What this task involves:
Copy out all of the material below, requests included, and scale every coordinate in the answer outlines by 1.5, rounding to whole numbers with halves going up. Leave the coordinates in the layout samples unchanged.

Records:
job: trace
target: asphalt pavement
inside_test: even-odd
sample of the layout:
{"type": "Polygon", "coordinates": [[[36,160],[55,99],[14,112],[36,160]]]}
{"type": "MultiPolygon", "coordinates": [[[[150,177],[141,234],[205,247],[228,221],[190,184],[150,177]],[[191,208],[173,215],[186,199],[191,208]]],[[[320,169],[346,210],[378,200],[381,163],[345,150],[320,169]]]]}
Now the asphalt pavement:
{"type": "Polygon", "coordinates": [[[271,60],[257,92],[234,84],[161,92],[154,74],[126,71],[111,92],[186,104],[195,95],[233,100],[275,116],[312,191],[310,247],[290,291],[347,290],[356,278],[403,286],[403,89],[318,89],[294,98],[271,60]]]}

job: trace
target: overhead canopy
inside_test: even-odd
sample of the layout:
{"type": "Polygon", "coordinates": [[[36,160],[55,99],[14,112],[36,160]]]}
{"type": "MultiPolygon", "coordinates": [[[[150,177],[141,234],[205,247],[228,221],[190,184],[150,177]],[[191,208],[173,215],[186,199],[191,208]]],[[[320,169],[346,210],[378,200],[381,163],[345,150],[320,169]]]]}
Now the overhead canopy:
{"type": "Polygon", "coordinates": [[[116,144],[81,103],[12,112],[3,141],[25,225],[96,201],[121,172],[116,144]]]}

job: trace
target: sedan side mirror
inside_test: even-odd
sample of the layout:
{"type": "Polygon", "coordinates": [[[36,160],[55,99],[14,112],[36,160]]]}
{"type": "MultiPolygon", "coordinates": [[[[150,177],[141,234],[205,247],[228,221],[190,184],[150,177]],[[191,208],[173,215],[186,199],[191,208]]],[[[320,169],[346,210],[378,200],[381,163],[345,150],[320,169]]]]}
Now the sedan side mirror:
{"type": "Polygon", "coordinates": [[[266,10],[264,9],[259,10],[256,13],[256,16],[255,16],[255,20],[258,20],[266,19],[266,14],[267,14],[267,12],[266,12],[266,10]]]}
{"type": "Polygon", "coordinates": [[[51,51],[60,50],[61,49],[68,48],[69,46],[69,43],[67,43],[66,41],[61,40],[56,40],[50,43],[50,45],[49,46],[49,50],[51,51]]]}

Finished task:
job: trace
target: asphalt pavement
inside_test: even-odd
sample of the layout:
{"type": "Polygon", "coordinates": [[[36,160],[55,99],[14,112],[36,160]]]}
{"type": "MultiPolygon", "coordinates": [[[[150,177],[141,234],[205,247],[228,221],[190,184],[150,177]],[[191,208],[173,215],[186,199],[191,208]]],[[[320,169],[346,210],[378,200],[381,163],[345,150],[320,169]]]]}
Now the asphalt pavement:
{"type": "Polygon", "coordinates": [[[407,90],[386,138],[351,126],[242,138],[231,111],[189,107],[167,138],[279,156],[293,143],[350,150],[413,174],[468,287],[465,371],[435,437],[521,435],[534,417],[605,429],[605,134],[477,134],[441,147],[407,90]]]}

job: trace
target: overhead canopy
inside_test: even-odd
sample of the layout:
{"type": "Polygon", "coordinates": [[[36,160],[55,99],[14,112],[36,160]]]}
{"type": "MultiPolygon", "coordinates": [[[[150,177],[141,234],[205,247],[228,221],[190,184],[150,177]],[[191,208],[173,215],[186,199],[191,208]]],[[[320,169],[346,210],[378,200],[381,163],[345,150],[320,169]]]]}
Now the overhead canopy:
{"type": "Polygon", "coordinates": [[[174,216],[122,155],[18,168],[5,212],[38,338],[144,302],[182,258],[174,216]]]}

job: trace
target: sedan side mirror
inside_test: even-odd
sample of the layout:
{"type": "Polygon", "coordinates": [[[36,160],[55,99],[14,112],[36,160]]]}
{"type": "MultiPolygon", "coordinates": [[[[150,177],[141,234],[205,247],[228,221],[190,184],[150,177]],[[191,208],[173,215],[186,199],[191,208]]],[[[320,169],[346,210],[378,200],[381,163],[345,150],[320,169]]]]}
Now the sedan side mirror:
{"type": "Polygon", "coordinates": [[[399,15],[396,14],[389,15],[384,20],[384,24],[383,24],[383,30],[387,30],[399,29],[399,21],[401,21],[401,18],[399,18],[399,15]]]}
{"type": "Polygon", "coordinates": [[[77,77],[90,75],[92,74],[102,72],[104,69],[104,65],[101,65],[99,62],[92,60],[84,60],[75,65],[75,68],[74,69],[74,75],[77,77]]]}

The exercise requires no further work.